Dans ce nouvel arrêt, par une jurisprudence très favorable à la médiation, la Cour de cassation considère en cas de retrait du rôle que lettre informant le juge de l’échec de la médiation est une diligence interruptive de la péremption d’instance au sens de l’article 386 du Code de Procédure Civile et permet le rétablissement de l’affaire radiée.
Si comme le disait Talleyrand, ce qui va sans dire va mieux en le disant, on ne peut que se féliciter de cette clarification !
I- La péremption de l’instance.
L’article 386 dispose :
« L’instance est périmée lorsque aucune des parties n’accomplit de diligences pendant deux ans ».
La péremption d’instance est un mode d’extinction de l’instance venant sanctionner l’inertie procédurale des parties pendant un délai de deux ans.
L’instance est périmée lorsque les parties s’abstiennent d’accomplir des diligences pendant un délai de deux ans, une diligence étant entendue, au sens large, comme une action manifestant la volonté des parties de poursuivre l’instance.
Aucun défaut de diligence ne peut être reproché aux parties lorsque la direction du procès leur échappe et qu’elles n’ont plus aucun acte à accomplir.
La péremption ne peut concerner qu’une affaire en cours, c’est-à-dire enrôlée devant une juridiction de l’ordre judiciaire.
L’inaction des parties doit avoir duré deux ans à compter des dernières diligences accomplies.
En cas d’interruption de l’instance, le délai de péremption est lui-même interrompu et recommence à courir à compter de la reprise de l’instance.
En cas de suspension, le délai continue toutefois à courir, ce qui laisse aux parties la possibilité d’accomplir des diligences interruptives.
II- La notion de diligences interruptives.
Le Code de procédure civile ne définit pas la notion de diligences interruptives, ni ne donne de liste d’actes considérés comme interruptifs de la péremption.
Une définition duale s’est dégagée de la jurisprudence et de la doctrine, oscillant entre une conception objective et une conception subjective : les diligences interruptives peuvent se définir comme des démarches processuelles de nature à faire progresser l’affaire ou encore comme celles établissant la volonté du plaideur de poursuivre la procédure.
La diligence interruptive s’entend de celle effectuée dans l’instance concernée par l’incident de péremption.
La diligence au sens de l’article 386 du Code de procédure civile, susceptible d’interrompre le délai de péremption, est celle qui ne se contente pas de manifester la volonté d’une partie de poursuivre l’instance mais celle qui est de nature à faire progresser l’affaire.
Il est également acquis maintenant qu’une lettre de nature à faire progresser l’affaire comme celle adressée à la juridiction saisie et demandant la fixation de l’affaire à plaider constitue une diligence interruptive.

════

▶ **CONSIGNE**
Prolongez l'extrait sur la péremption d'instance à partir de sa dernière phrase. Les lignes qui suivent n'ont aucun lien avec l'extrait sur la péremption d'instance.

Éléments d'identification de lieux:
════

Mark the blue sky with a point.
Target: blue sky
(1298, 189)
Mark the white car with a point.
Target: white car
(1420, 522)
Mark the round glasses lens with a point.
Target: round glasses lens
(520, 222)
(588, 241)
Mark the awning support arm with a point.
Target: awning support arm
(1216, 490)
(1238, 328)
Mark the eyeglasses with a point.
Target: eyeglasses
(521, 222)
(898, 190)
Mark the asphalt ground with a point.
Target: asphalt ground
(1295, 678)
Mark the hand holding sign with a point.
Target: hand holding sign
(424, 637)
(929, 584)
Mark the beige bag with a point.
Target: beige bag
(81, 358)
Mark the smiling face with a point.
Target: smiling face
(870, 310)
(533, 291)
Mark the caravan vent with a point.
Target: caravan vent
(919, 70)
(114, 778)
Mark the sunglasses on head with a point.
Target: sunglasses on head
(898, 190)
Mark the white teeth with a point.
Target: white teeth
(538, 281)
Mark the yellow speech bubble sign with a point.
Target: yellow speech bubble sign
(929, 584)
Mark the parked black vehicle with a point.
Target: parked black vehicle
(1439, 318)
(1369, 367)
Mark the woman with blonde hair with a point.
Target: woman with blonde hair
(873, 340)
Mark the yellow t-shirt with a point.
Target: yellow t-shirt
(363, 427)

════

▶ **RÉPONSE**
La lettre de demande de fixation avait bien eu un effet sur la péremption puisqu’elle l’avait interrompue.
Cette solution est logique au regard du mécanisme même de la péremption d’instance et de son interruption, tel que prévu par les textes.
Mais la lettre informant le juge de l’échec de la médiation est-elle une diligence interruptive au sens de l’article 386 du Code de Procédure Civile s’analysant comme une démarche processuelle de nature à faire progresser l’affaire radiée ou comme établissant la volonté du plaideur de poursuivre la procédure, telle était la question posée à la Cour de cassation dans ce nouvel arrêt qui apporte d’importants éclairages en matière de péremption d’instance en faveur du développement amiable.
1° Les faits et la procédure.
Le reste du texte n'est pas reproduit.